Requirement | May I have the line containing "of the horizon" and every line after it through the end of the data, repeated exactly and with no other lines?

*** Opening of Extracted information ***

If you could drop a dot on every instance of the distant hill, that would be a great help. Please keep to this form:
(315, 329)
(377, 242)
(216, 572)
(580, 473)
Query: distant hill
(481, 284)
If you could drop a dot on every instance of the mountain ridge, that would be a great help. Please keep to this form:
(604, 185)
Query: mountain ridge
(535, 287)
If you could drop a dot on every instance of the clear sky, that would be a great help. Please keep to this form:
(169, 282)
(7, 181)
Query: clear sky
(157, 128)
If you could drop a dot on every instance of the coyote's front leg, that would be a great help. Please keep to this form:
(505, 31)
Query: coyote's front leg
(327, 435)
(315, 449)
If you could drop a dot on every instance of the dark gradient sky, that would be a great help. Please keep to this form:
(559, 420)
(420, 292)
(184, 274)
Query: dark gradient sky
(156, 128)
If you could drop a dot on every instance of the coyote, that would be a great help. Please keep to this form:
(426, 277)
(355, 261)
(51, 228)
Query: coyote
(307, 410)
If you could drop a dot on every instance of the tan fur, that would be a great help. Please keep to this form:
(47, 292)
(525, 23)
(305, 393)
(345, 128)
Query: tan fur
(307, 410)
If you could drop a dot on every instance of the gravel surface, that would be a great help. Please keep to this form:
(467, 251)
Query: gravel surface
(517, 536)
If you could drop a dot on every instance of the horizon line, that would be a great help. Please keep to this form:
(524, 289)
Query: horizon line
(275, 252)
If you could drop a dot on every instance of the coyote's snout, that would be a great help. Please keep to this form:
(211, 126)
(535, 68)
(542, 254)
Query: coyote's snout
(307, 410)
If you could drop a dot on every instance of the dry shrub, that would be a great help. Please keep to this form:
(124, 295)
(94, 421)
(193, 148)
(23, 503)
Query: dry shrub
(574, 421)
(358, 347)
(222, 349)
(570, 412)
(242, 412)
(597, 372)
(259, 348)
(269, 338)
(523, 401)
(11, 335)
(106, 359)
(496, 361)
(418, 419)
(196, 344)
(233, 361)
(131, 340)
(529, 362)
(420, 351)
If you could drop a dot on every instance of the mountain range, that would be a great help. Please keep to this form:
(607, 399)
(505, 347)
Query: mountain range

*** Close of Extracted information ***

Your solution |
If you could drop a dot on every instance of the horizon line, that would be a great help. Please keep to this form:
(524, 289)
Query: horizon line
(275, 252)
If you could drop a dot on every instance of the coyote's snout, that would be a great help. Please keep to this form:
(211, 126)
(535, 68)
(542, 254)
Query: coyote's snout
(307, 410)
If you could drop a dot on every instance of the dry shrub, that would be a great help. Please keep to this form:
(124, 295)
(94, 421)
(193, 148)
(23, 503)
Query: dry shrub
(574, 421)
(358, 347)
(222, 349)
(570, 412)
(242, 412)
(597, 372)
(259, 348)
(269, 338)
(523, 401)
(11, 335)
(106, 359)
(496, 361)
(418, 419)
(196, 344)
(233, 361)
(131, 340)
(529, 362)
(420, 351)
If you could drop a dot on every instance of the mountain range, that would be a great help. Please keep to this form:
(607, 399)
(505, 347)
Query: mountain range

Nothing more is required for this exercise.